## Set problem A
In the dashboard caching thread, what does it mean when a card's cache_ttl value is NULL?
## Set problem B
Please continue the dashboard caching thread from its last post.

--- Start Document excerpt ---

Dashboard specific Caching

@flamber thanks for your help on this one. Although just looking at the report_card table it seems all the values for cache_ttl are NULL.

After manually changing this to 100 as a test - on one 5-second question. The question is still not cached. Have you got an insight on whats going on here?

@theo Correct. All of them are null by default, since that means it will use the global TTL.
But is cache enabled globally? Check your logs, which should tell you how and when caching is handled.

Caching is enabled. My intention was to have caching enabled globally and then to have a custom cache_ttl for those questions that need it, as well.

Then to refresh them with a script daily.

Are you saying that if caching is enabled globally, the cache will not go to cache_ttl in the report card?

@theo No, I’m saying if you disable cache, then it’s disabled. When the card TTL is defined, then that TTL is used instead of global TTL.
https://github.com/metabase/metabase/blob/master/src/metabase/query_processor/middleware/cache.clj#L4-L6

Ah I see.

I suppose I was thinking that if I set cache_ttl to not null then the query would cache regardless of query time. (if it didn’t exceed the minimum duration).

However, that seems not to be the case. Changing the field cache_ttl does cause it to cache for that length of time. But it won’t cache in the first place unless it exceeds the minimum duration.

@flamber have you got any suggestions for how to cause a card to cache, regardless of query time?

@theo Manually generate the query_cache entries, then you’ll have the control you’re looking for. What you’re specifically asking for isn’t part of Metabase yet, as you can see from the issues I have referenced.

Thanks @flamber I appreciate this is not something thats a part of Metabase. Just trying to look for a work around that will help us and maybe some others, without having to change the application code in anyway.

But manually generating the query_cache, would involve hashing the results and I’m not sure how to do that in a way that metabase could read. That doesn’t sound straight forward, and a fair bit of work to have to define the queries in a script, read the results hash them and then insert into metabase db.

One VERY hacky way that I think would work. is simply to put a sleep statement in the questions I want to cache, that is longer than the minimum duration to trigger caching.

And just manually change their TTLs so they last all day.

Feels messy, but I think it would work.

@theo Messy/hacky is not always bad - but the log should help you figure out what is going on.
And then it’s important to check for any known issues, such as:
https://github.com/metabase/metabase/issues/13262

1 Like

Oh thanks, what a pesky bug

@Wasiq I see you've made your way here.

--- End Document excerpt ---
--- Start Record set ---

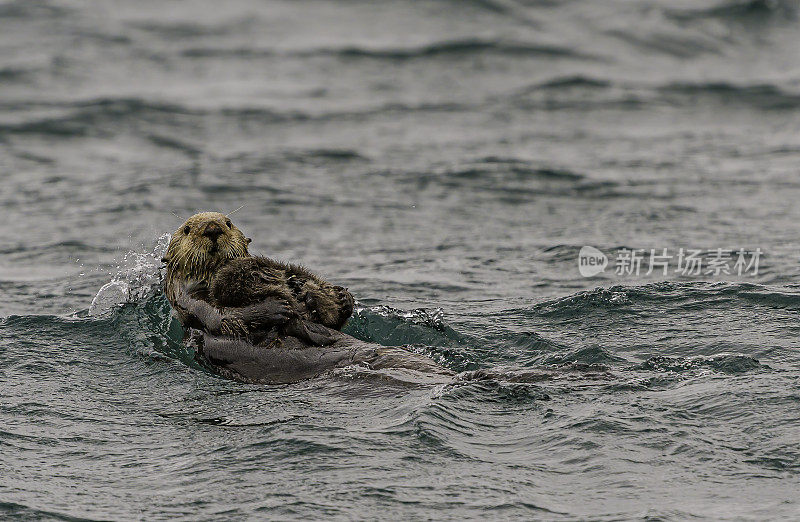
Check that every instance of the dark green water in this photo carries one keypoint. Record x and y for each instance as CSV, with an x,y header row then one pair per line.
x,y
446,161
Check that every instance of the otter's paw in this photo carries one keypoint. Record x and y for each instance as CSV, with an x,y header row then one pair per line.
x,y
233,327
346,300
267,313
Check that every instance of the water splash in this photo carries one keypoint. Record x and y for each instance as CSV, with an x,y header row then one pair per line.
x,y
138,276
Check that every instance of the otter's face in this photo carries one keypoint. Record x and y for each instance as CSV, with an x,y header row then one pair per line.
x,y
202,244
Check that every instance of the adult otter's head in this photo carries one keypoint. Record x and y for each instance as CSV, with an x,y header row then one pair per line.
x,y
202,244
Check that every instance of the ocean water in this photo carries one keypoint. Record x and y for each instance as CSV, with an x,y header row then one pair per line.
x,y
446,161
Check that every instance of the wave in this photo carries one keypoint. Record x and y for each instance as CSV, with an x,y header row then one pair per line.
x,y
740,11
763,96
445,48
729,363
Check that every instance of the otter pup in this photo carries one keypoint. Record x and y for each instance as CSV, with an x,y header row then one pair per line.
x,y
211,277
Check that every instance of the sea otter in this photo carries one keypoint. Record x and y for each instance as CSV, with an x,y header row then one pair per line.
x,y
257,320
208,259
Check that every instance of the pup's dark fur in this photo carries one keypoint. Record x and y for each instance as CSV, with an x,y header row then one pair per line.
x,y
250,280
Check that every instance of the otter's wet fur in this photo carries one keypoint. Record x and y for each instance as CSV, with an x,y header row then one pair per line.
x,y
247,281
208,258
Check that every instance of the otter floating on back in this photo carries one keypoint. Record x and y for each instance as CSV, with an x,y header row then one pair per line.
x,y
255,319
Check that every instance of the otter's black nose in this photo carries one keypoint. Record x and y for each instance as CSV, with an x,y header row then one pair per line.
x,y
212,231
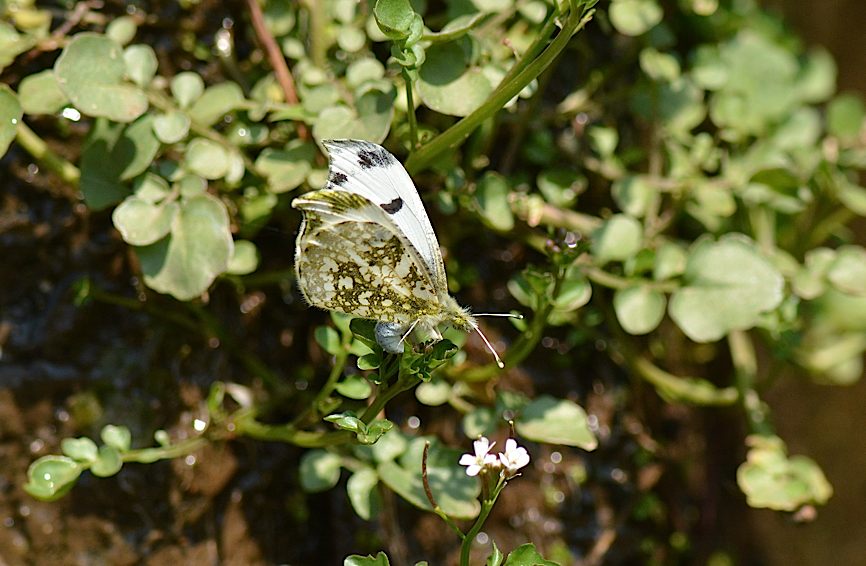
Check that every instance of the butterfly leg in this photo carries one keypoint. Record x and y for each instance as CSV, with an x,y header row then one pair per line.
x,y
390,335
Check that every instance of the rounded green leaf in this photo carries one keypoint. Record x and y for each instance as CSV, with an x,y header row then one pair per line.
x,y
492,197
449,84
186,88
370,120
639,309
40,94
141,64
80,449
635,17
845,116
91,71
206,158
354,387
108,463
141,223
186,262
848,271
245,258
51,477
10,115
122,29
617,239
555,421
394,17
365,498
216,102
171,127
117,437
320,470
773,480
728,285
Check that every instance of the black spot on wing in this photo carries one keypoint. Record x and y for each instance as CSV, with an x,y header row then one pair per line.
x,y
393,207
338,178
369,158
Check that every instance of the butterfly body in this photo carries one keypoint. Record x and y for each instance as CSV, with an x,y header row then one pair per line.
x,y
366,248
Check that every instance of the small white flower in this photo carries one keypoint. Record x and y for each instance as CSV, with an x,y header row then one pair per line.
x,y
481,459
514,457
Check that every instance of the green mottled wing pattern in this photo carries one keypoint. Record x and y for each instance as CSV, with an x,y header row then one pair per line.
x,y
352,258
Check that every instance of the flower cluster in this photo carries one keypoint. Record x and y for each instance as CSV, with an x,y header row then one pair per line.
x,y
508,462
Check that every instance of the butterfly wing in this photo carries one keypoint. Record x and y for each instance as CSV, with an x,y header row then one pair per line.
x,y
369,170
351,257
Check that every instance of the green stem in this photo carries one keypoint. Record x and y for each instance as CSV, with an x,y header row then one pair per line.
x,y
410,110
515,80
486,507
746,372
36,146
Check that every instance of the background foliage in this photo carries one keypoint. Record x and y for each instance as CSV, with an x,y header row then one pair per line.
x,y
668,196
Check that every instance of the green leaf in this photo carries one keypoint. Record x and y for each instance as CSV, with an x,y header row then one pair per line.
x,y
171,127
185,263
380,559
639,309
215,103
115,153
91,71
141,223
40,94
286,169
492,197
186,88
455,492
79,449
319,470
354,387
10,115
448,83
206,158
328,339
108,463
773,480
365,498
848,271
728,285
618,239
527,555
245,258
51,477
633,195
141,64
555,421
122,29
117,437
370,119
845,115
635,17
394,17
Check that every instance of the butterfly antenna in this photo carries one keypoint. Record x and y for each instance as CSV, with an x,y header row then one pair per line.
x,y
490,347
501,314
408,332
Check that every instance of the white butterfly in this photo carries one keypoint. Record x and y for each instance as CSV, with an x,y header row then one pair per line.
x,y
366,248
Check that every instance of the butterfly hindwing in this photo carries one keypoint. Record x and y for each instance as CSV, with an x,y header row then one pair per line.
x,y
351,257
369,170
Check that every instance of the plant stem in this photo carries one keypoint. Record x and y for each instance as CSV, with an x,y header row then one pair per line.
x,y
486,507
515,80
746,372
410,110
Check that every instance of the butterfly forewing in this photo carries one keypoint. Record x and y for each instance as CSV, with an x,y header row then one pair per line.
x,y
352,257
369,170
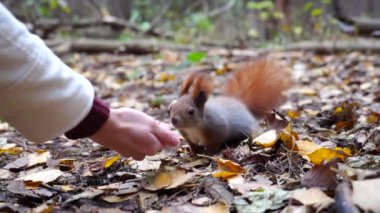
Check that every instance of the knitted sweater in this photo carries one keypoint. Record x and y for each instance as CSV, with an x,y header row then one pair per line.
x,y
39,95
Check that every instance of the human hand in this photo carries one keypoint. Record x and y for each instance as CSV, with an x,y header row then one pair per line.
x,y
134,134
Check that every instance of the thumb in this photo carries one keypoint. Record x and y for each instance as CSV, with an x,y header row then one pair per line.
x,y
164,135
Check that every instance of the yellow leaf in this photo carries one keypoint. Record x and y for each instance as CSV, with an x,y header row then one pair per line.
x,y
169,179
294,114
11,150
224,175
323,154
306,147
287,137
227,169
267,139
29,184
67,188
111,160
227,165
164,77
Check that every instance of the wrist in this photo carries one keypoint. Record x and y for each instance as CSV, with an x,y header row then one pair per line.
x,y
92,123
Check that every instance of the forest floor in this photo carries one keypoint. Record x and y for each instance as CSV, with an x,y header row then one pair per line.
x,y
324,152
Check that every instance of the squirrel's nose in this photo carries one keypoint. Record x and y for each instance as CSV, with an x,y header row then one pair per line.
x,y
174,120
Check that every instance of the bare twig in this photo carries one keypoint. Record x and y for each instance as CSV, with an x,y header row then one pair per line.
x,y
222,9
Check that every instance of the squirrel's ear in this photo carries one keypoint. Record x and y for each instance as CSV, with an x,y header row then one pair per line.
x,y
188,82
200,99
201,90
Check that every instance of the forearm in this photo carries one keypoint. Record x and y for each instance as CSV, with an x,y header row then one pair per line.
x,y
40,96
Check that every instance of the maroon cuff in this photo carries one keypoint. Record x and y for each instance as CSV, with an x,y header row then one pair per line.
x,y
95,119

--- End Record set ---

## Exercise response A
A NULL cache_ttl means the card uses the global TTL.

## Exercise response B
I should add that I've got a pretty good working solution to refresh and cache a dashboard programatically.

Following the lead of this post:

we have a couple of dashboards which update daily and are quite heavy to load so refresh and caching daily was what we needed.

so the script has a function that does this.

def refresh_and_cache(dashboard_id, min_duration=15):
    set_dashboard_card_ttls(dashboard_id, ttl=0)
    set_dashboard_card_ttls(dashboard_id, ttl=45000)
    
    set_min_duration_to_cache(0)
    card_ids = get_card_ids(dashboard_id)
    
    for card_id in card_ids:
        refresh_card(card_id)

    set_min_duration_to_cache(min_duration) 
  • it sets the ttl to zero, (in effect clearing the cache on that dashboard)
  • sets it back to 45000 (so as to last at least 12 hours).
  • then it sets minimum query duration to 0 (so as to cache anything)
  • then it goes through and refreshes the queries (this is quite slow so I actually do it in parallel)
  • then it sets minimum query duration back to what we want (in this case 15s)

Hi @theo, I am new to metabase but having a similar problem with massive dashboards that we want to cache once a day automatically. Can you please give me a hint on how you constructed these functions?

  • set_dashboard_card_ttls
  • set_min_duration_to_cache
  • get_card_ids
  • refresh_card

The code we use atm looks something like this:

def clear_card_query_cache(card_id):
    query_mbdb("""delete 
                  from public.query_cache
                 where query_hash in (select hash 
                                      from public.query_execution 
                                      where card_id=""" + str(card_id) + ")")

def refresh_card(card_id):
    mb.post('/api/card/{}/query'.format(card_id))

def set_min_duration_to_cache(min_duration):
    data = {'value': min_duration}
    mb.put('/api/setting/query-caching-min-ttl', json=data)

def set_card_cache_ttl(card_id, ttl=3000):
    query_mbdb("""UPDATE public.report_card 
                          SET cache_ttl = """ + str(ttl) + """
                          WHERE id = """ + str(card_id))

def set_dashboard_card_ttls(dashboard_id, ttl=5000):
    card_ids = get_card_ids(dashboard_id)
    for card_id in card_ids:
        set_card_cache_ttl(card_id, ttl=ttl)

def refresh_and_cache(dashboard_id, min_duration=15):
    set_dashboard_card_ttls(dashboard_id, ttl=45000)

    set_min_duration_to_cache(0)
    card_ids = get_card_ids(dashboard_id)

    for card_id in card_ids:
        clear_card_query_cache(card_id)
        refresh_card(card_id)

    set_min_duration_to_cache(min_duration)
1 Like

*query_mbd() queries the metabase database :slight_smile:

Thanks a lot @theo !!! very appreciate it, a quick question I see you remove cache from query_cache table, but I don't have this table, I only see query and query_execution tables, should I use query table instead?

and * query_mbd() uses REST API as well?
something like this

def query_mbdb(query):
    query = """delete 
                  from public.query_cache
                 where query_hash in (select hash 
                                      from public.query_execution 
                                      where card_id=""" + str(card_id) + ")"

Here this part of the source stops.